Different results from SVI and MCMC

huhansan · August 20, 2023, 8:03am

Hi all,

I try to run the bayesian hierarchical linear regression tutorial as Bayesian Hierarchical Linear Regression — NumPyro documentation and got the same results with tutorial.

But when I try to use SVI to solve the same problem, I got total different results. Did anything go wrong? Any suggestion will be useful.

Best !

Below is full codes for SVI

import torch
import pandas as pd
import numpy as np
from jax import random
from sklearn.preprocessing import LabelEncoder
import seaborn as sns
import matplotlib.pyplot as plt
import arviz as az

import pyro
import pyro.distributions as dist
from pyro.infer import SVI, Trace_ELBO, Predictive
from pyro.infer.autoguide import AutoDiagonalNormal

train = pd.read_csv(
    "https://gist.githubusercontent.com/ucals/"
    "2cf9d101992cb1b78c2cdd6e3bac6a4b/raw/"
    "43034c39052dcf97d4b894d2ec1bc3f90f3623d9/"

### [Questions]
**A)** Return the stretch of the forum post from "Different results from" through "will be useful.".
**B)** Decide whether each statement agrees with the forum post. Answer yes or no for each, and quote the deciding words from the post.
(i) Running the tutorial gave the poster the same results that the tutorial shows.
(ii) The SVI code imports Trace_ELBO from pyro.infer.
(iii) Using SVI, the poster got results close to the tutorial's.
**C)** Please translate this sentence from the forum post into Spanish: "Any suggestion will be useful."
The listing has no connection to the forum post.

### [Dataset content]
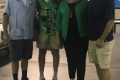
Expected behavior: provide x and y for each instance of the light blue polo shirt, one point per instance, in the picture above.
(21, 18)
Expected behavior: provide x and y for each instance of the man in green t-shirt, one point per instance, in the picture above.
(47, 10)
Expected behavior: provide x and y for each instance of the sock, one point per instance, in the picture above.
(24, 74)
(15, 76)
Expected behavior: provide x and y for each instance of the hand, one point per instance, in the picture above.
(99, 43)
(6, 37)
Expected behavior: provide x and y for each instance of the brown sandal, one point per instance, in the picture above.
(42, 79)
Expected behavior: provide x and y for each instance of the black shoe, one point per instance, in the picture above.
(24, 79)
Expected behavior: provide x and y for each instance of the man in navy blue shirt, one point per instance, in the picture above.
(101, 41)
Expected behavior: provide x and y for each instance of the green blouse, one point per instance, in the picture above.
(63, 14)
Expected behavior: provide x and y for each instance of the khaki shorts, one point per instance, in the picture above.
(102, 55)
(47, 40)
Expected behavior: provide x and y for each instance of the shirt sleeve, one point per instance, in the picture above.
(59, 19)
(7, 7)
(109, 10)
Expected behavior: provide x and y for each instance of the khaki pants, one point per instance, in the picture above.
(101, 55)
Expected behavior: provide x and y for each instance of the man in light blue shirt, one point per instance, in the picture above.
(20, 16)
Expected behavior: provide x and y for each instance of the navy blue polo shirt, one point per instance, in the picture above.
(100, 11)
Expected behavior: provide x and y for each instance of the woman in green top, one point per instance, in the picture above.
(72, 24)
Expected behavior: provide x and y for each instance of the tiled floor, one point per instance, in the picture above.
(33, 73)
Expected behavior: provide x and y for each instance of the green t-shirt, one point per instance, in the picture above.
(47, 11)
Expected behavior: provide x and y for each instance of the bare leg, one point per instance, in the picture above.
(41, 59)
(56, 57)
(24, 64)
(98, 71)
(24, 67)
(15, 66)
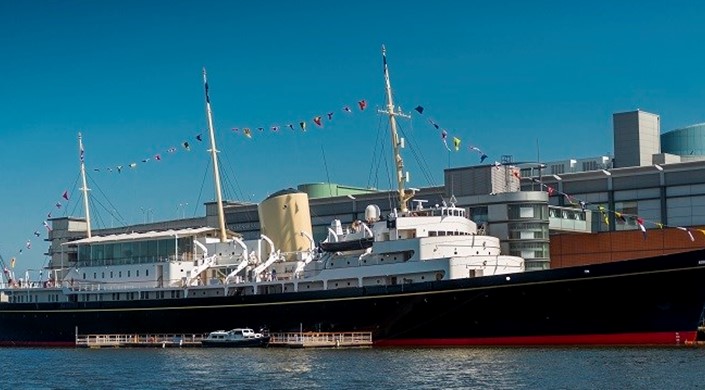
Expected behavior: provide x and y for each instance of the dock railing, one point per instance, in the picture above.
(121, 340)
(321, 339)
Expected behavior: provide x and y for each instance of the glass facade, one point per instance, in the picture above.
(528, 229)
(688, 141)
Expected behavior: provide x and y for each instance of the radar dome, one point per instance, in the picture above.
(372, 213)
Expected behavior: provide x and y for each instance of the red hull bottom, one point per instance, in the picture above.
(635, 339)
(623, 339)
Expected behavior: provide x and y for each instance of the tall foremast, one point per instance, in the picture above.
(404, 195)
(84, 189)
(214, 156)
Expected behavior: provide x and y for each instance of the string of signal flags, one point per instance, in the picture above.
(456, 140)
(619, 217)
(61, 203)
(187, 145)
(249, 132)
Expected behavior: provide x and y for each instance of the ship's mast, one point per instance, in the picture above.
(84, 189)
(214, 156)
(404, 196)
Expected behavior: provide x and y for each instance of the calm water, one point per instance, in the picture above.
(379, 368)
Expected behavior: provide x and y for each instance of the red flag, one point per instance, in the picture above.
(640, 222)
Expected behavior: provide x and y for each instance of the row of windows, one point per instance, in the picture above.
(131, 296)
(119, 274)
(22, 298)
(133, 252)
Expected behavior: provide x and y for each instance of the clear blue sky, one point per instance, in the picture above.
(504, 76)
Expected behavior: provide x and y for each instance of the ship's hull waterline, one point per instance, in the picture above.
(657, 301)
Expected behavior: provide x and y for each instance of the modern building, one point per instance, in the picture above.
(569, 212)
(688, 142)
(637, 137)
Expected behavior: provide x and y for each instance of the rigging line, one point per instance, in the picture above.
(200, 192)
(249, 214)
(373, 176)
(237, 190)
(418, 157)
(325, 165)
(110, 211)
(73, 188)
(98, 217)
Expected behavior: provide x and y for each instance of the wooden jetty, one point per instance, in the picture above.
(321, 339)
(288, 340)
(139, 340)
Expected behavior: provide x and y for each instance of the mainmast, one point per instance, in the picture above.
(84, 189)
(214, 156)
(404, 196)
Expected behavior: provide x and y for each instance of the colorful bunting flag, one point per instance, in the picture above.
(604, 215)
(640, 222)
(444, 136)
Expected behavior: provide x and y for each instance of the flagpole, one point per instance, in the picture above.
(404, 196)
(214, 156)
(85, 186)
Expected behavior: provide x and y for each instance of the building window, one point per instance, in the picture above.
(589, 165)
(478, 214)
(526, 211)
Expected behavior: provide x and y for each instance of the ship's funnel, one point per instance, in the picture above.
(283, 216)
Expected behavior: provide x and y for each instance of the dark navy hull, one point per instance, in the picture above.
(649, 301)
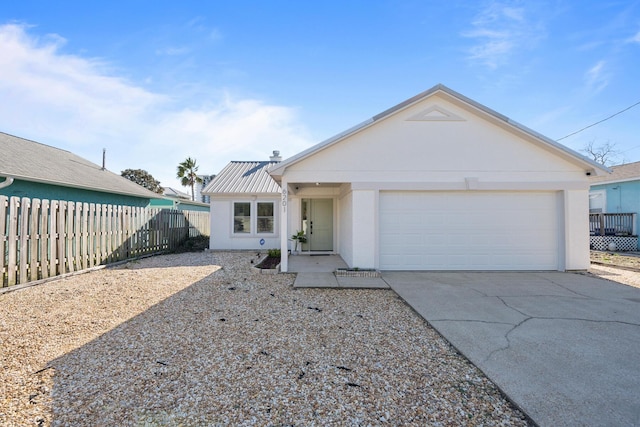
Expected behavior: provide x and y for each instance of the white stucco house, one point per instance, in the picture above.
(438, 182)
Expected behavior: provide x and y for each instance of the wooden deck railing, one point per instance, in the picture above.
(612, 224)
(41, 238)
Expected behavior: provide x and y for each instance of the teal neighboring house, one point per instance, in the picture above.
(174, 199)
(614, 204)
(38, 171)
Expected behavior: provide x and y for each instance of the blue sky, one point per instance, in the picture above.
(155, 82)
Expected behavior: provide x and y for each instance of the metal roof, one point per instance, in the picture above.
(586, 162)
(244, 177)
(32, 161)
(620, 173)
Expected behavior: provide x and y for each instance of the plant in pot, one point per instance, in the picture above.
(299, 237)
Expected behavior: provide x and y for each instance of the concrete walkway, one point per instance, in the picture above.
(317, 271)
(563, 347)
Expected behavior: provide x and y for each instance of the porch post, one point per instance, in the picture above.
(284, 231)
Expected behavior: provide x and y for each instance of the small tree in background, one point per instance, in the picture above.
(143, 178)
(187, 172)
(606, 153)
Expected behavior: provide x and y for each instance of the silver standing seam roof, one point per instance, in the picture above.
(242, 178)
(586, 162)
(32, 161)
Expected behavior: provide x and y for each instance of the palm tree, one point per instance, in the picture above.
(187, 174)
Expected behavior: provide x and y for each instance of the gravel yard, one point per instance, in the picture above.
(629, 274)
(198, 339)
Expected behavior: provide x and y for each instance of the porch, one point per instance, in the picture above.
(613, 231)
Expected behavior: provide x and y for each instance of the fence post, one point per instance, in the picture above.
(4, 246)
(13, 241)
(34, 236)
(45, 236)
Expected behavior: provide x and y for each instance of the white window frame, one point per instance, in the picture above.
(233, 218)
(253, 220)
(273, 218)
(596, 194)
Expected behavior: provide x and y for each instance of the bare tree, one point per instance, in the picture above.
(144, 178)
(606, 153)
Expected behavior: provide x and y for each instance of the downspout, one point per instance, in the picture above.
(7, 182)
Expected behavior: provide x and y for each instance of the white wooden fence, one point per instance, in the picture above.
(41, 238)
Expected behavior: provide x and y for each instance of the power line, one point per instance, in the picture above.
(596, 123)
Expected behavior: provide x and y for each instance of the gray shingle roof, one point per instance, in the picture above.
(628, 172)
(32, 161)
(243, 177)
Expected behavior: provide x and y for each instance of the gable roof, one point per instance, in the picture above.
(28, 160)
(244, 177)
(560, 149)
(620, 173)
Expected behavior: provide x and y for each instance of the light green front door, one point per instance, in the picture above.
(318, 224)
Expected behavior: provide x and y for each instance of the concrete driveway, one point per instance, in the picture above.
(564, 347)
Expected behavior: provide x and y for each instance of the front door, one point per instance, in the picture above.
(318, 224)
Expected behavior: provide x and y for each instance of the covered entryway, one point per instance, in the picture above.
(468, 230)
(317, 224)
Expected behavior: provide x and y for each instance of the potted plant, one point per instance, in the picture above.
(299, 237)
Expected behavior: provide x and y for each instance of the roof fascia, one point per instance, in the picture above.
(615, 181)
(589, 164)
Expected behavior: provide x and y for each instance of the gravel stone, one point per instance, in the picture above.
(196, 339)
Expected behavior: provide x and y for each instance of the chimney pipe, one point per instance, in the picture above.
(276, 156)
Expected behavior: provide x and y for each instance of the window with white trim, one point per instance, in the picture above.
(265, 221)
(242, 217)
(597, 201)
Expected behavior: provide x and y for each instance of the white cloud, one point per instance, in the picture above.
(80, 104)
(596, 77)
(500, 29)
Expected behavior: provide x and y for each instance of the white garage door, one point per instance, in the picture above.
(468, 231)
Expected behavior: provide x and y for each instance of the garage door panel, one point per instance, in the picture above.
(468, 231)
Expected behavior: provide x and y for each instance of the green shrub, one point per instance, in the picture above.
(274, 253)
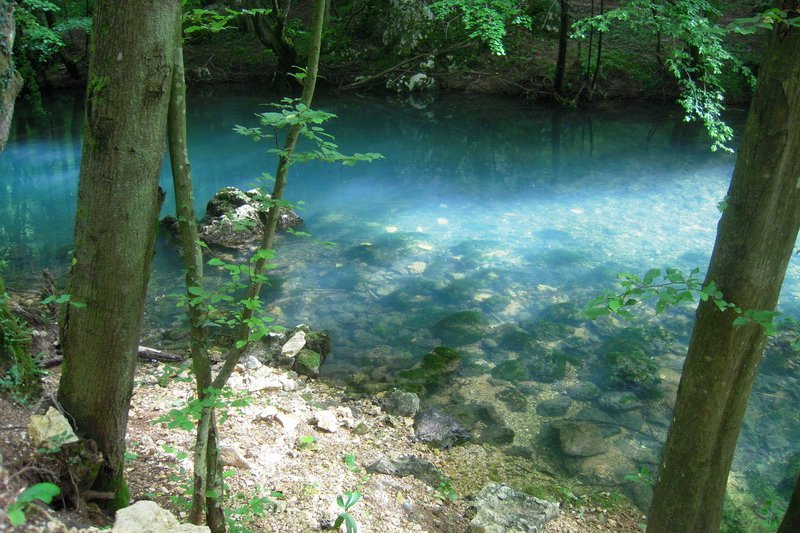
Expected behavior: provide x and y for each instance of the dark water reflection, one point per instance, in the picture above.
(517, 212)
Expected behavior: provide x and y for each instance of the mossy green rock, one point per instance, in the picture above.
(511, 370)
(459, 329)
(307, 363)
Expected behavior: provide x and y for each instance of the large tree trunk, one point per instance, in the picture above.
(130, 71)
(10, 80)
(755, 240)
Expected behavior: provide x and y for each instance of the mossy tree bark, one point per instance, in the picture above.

### [Task-by-task solutions]
**A)**
Different results from SVI and MCMC

huhansan · August 20, 2023, 8:03am

Hi all,

I try to run the bayesian hierarchical linear regression tutorial as Bayesian Hierarchical Linear Regression — NumPyro documentation and got the same results with tutorial.

But when I try to use SVI to solve the same problem, I got total different results. Did anything go wrong? Any suggestion will be useful.

**B)**
(i) Yes: "got the same results with tutorial"
(ii) Yes: "from pyro.infer import SVI, Trace_ELBO, Predictive"
(iii) No: "I got total different results"

**C)** Cualquier sugerencia será útil.